- _EXERCISE DIRECTIONS_
From the line containing "Target: glass of wine" down to the line containing "Target: black sweater", copy out the entries below exactly, both lines included, and nothing else; pictures do not belong in the copy.

- _STUDY MATERIAL_
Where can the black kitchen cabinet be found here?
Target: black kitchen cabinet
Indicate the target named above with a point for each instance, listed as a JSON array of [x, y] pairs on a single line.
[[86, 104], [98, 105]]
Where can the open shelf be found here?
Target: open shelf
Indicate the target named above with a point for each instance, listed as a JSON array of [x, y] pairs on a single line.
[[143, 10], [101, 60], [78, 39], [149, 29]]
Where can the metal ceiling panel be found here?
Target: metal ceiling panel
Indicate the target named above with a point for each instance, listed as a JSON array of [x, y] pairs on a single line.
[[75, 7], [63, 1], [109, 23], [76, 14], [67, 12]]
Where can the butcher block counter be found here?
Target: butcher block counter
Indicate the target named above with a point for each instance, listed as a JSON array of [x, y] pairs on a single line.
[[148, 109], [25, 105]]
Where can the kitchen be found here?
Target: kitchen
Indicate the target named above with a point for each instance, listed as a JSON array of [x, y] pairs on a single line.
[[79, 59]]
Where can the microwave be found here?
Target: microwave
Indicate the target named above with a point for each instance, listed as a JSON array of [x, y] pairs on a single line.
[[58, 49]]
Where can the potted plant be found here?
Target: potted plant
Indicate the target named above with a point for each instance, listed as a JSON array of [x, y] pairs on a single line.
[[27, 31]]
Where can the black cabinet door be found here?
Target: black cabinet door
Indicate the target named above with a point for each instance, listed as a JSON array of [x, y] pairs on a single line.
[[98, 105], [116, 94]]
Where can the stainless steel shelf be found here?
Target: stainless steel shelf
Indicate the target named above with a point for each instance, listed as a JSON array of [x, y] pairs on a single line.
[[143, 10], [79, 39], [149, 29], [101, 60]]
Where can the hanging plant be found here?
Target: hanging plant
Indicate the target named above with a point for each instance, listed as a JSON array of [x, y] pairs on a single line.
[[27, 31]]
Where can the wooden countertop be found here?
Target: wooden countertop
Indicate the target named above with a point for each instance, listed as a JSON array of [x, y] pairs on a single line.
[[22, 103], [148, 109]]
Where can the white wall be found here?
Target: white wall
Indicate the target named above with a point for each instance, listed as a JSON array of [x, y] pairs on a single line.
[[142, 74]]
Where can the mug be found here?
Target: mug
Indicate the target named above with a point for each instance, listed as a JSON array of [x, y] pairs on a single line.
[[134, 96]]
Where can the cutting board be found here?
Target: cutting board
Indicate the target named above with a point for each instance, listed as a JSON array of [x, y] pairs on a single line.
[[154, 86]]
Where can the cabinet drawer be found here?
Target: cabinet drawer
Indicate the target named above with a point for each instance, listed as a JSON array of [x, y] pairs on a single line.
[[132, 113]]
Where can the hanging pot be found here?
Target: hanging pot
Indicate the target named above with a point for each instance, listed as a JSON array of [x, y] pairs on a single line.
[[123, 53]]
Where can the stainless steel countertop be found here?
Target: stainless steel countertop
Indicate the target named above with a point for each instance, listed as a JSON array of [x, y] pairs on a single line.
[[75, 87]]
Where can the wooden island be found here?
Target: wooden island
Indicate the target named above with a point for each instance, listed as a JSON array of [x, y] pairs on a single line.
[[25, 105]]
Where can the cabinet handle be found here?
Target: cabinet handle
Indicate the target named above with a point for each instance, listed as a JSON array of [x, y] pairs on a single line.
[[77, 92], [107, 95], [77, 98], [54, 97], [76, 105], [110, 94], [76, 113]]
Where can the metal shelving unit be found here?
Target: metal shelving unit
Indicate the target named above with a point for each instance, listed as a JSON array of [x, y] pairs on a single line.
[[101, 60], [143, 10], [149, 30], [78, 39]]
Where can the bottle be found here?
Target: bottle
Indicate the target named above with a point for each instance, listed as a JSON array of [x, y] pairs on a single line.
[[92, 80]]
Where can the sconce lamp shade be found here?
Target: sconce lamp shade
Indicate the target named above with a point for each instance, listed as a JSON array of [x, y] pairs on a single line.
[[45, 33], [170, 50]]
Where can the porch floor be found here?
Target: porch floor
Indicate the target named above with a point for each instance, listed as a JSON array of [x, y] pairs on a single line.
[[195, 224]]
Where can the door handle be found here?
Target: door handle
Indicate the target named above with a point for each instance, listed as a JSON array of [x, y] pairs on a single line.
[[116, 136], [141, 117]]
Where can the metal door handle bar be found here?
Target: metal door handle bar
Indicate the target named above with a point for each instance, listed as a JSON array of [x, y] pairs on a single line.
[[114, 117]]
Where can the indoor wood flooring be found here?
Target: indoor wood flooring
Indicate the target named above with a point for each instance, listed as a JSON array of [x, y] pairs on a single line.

...

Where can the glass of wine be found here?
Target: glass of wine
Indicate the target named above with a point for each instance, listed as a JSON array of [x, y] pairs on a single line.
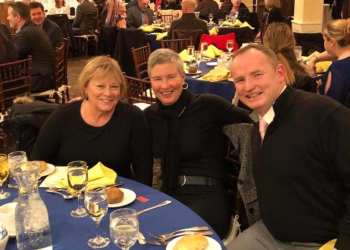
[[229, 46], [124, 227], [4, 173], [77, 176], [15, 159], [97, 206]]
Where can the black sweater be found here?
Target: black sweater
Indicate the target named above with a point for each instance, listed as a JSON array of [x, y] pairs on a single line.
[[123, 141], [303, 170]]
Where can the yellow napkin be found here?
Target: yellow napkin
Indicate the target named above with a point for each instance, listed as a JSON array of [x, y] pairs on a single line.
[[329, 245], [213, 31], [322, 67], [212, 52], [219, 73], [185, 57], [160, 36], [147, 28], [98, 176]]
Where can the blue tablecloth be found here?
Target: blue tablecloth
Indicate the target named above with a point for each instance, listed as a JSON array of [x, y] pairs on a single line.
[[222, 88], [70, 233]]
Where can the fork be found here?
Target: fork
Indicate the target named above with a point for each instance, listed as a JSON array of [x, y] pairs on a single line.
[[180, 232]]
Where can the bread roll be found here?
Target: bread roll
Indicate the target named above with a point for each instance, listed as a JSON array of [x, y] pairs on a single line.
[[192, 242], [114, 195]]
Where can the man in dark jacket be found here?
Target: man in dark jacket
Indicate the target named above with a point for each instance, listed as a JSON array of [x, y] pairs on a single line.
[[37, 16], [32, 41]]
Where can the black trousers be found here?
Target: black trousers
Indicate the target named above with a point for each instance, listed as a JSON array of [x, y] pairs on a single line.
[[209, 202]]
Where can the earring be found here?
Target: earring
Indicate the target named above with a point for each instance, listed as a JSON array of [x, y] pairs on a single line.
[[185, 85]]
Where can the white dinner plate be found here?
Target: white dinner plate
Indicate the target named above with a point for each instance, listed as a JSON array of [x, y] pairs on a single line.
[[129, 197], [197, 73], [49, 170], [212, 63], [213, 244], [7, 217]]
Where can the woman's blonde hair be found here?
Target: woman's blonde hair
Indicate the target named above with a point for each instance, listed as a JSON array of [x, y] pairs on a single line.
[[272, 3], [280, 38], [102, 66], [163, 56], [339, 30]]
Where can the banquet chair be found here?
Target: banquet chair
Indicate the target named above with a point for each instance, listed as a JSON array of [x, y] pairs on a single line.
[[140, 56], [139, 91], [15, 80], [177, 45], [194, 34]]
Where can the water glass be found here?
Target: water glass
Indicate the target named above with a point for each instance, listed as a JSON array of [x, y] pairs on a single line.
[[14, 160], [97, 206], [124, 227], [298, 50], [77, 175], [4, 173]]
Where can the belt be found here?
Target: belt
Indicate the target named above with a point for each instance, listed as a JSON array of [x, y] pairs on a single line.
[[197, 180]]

- _ANSWER BOX_
Target: glass of wine
Indicate the target named above with a point for each instance, listed as a JSON array of [x, y] pairs on a single line.
[[229, 46], [124, 227], [4, 173], [77, 176], [15, 159], [97, 206]]
Where can the black sweater be found here?
Target: black sweater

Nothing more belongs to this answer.